**TEXTE:**
···

Inclusive Business, kesako ?

L’Inclusive Business, c’est un concept pouvant s’intégrer à des initiatives entrepreneuriales qui cherchent à construire des liens entre les entreprises et les communautés à faible revenu, liens qui se doivent d’être bénéfique aux deux parties.

Aujourd’hui, près de 2/3 de la population mondiale vit en situation de pauvreté, avec un manque généralisé d’accès aux services de base. Par ailleurs, le secteur des entreprises est largement reconnu comme un acteur clé de lutte contre la pauvreté dans le monde. L’Inclusive Business permet donc d’intégrer ces communautés à faible revenu au sein même de la chaîne de valeur de l’entreprise tout en permettant à cette dernière de suivre son objectif de dégager des profits.

L’idée de ce cercle vertueux est de permettre aux communautés à faible revenu de développer leurs compétences au profit de produits et de services, simples, facilement identifiables par les entreprises.

Ainsi, dans de nombreux secteurs d’activité, des modèles d’Inclusive Business ont déjà été menés. En agriculture, certains projets de commerce équitable s’appuyant sur les communautés locales à faible revenu ont permis de structurer les réseaux de petits producteurs et d’avoir ainsi un accès à l’exportation (Exemple : Max Havelaar[1]). Dans le même secteur, il est possible de créer des projets similaires avec des coopératives laitières au profit des petits producteurs, que ce soit dans les pays du Nord ou dans les pays du Sud (cf Candia – Oui aux petits producteurs[2])

···

**DÉFI 1:**
Transformez en liste numérotée les lignes des entrées allant de celle qui contient "Place a marker on the light" jusqu'à la fin des entrées, bornes comprises, sans reprendre les lignes vides.
Le texte et les entrées proviennent de sources distinctes.

(Entrées de données)
···

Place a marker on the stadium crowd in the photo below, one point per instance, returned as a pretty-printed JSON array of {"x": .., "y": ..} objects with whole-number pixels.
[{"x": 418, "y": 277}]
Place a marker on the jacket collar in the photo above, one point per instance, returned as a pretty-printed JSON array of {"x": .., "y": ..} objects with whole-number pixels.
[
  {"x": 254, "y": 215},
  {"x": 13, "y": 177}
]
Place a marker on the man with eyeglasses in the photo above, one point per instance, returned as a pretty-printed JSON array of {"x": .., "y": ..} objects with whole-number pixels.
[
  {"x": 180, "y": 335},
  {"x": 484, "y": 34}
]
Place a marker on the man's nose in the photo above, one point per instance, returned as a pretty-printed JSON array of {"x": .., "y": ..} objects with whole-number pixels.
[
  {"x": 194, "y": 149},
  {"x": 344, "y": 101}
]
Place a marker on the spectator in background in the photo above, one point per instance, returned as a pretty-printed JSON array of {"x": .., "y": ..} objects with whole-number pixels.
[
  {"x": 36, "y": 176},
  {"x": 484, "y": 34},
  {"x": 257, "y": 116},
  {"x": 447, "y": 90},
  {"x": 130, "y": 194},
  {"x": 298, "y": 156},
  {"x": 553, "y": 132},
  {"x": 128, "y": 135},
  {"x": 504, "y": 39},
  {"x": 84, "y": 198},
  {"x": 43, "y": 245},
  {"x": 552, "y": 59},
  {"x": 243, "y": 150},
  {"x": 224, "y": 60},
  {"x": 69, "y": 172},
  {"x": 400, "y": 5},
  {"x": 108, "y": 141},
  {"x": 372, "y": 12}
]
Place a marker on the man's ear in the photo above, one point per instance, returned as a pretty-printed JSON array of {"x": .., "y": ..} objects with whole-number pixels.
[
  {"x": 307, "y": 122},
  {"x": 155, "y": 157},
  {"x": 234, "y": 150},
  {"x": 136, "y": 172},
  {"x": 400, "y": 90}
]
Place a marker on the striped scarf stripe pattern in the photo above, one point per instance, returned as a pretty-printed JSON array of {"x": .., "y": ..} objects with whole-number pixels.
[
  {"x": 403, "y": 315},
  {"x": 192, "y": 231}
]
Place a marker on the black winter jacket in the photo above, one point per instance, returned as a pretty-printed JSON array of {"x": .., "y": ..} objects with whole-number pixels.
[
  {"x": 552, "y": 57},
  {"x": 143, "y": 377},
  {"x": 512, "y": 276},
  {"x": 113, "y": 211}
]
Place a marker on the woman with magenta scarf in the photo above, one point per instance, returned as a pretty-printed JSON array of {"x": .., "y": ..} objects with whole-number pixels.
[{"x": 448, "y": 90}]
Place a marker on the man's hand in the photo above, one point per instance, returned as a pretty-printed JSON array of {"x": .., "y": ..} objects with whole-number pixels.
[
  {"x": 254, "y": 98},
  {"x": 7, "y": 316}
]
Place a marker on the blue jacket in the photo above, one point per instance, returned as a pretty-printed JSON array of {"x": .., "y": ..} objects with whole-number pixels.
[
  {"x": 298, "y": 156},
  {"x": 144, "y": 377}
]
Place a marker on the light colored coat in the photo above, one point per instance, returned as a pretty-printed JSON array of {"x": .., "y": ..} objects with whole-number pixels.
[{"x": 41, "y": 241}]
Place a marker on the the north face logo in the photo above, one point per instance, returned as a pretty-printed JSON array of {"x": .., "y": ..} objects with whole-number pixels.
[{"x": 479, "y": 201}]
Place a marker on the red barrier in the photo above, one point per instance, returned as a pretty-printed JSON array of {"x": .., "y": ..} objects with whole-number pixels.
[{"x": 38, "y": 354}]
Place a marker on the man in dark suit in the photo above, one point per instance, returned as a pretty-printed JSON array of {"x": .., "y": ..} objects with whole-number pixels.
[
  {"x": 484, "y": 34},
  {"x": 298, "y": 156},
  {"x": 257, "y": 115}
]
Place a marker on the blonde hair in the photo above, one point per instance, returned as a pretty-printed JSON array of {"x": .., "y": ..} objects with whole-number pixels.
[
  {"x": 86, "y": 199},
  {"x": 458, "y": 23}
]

···

**DÉFI 2:**
Prolongez le texte sur l'Inclusive Business au-delà de sa dernière phrase.

**RÉPONSE RÉDIGÉE 1:**
1. Place a marker on the light colored coat in the photo above, one point per instance, returned as a pretty-printed JSON array of {"x": .., "y": ..} objects with whole-number pixels.
2. [{"x": 41, "y": 241}]
3. Place a marker on the the north face logo in the photo above, one point per instance, returned as a pretty-printed JSON array of {"x": .., "y": ..} objects with whole-number pixels.
4. [{"x": 479, "y": 201}]
5. Place a marker on the red barrier in the photo above, one point per instance, returned as a pretty-printed JSON array of {"x": .., "y": ..} objects with whole-number pixels.
6. [{"x": 38, "y": 354}]
7. Place a marker on the man in dark suit in the photo above, one point per instance, returned as a pretty-printed JSON array of {"x": .., "y": ..} objects with whole-number pixels.
8. [
9.   {"x": 484, "y": 34},
10.   {"x": 298, "y": 156},
11.   {"x": 257, "y": 115}
12. ]
13. Place a marker on the blonde hair in the photo above, one point per instance, returned as a pretty-printed JSON array of {"x": .., "y": ..} objects with whole-number pixels.
14. [
15.   {"x": 86, "y": 199},
16.   {"x": 458, "y": 23}
17. ]

**RÉPONSE RÉDIGÉE 2:**
Il est également possible de le voir plus en aval avec la grande distribution qui se met à intégrer ce modèle, développant des contacts directs avec certains producteurs à faible revenu, limitant les intermédiaires et réduisant ainsi les coûts pour les consommateurs.

Or, quelles différences avec la RSE (Responsabilité Sociale des Entreprises) ?

La RSE est l’intégration volontaire par les entreprises d’une stratégie de développement durable qui doit permettre de trouver un équilibre pour l’entreprise et l’ensemble des parties prenantes entre les 3 piliers économique, social et environnemental. C’est donc une vision très globale qui peut intégrer, pour certaines entreprises, cette vision du modèle « Inclusive Business ». Cela dépend de la nature des produits et services réalisés et des caractéristiques des parties prenantes.

 Les entreprises ayant un lien direct ou indirect avec des communautés à faible revenu peuvent réfléchir à l’intégration de ce modèle et en analyser les potentialités et opportunités.

Quid du tourisme ?

Le tourisme est une industrie multisectorielle représentant aujourd’hui 9,3% du PIB mondial[3]. Les exportations du tourisme représentent plus de 30% des exportations mondiales de services commerciaux et 6% des exportations de biens et de services. En 2010, l’économie globale du secteur a pourvu à plus de 235 millions d’emplois directs, ce qui représente environ 8% du nombre total d’emplois dans le monde. Les femmes représentent entre 60 et 70%[4] de la main d’œuvre et la moitié de cette main d’œuvre à moins de 25 ans. On peut dénombrer également près de 400 millions d’emplois indirects à travers le secteur.

Entre 1998 et 2008, les arrivées de touristes dans les PMA (Pays les Moins Avancés) ont triplé, affichant un taux moyen de croissance record de 13%.

30 des 49 PMAs ont misé sur le tourisme en tant que secteur important de croissance et de développement. Enfin, le tourisme représente la principale exportation de services dans les PMAs, soit 33% de leurs exportations et 65% pour les pays insulaires.

Le secteur du tourisme et ses composantes informelles procurent ainsi un grand nombre d’emplois aux travailleurs ayant peu ou pas de formation scolaire. Ils peuvent offrir des débouchés aux personnes qui souffrent d’un grave désavantage social ou d’un déficit de compétences, alors que d’autres milieux de travail n’offrent pas toujours de telles possibilités.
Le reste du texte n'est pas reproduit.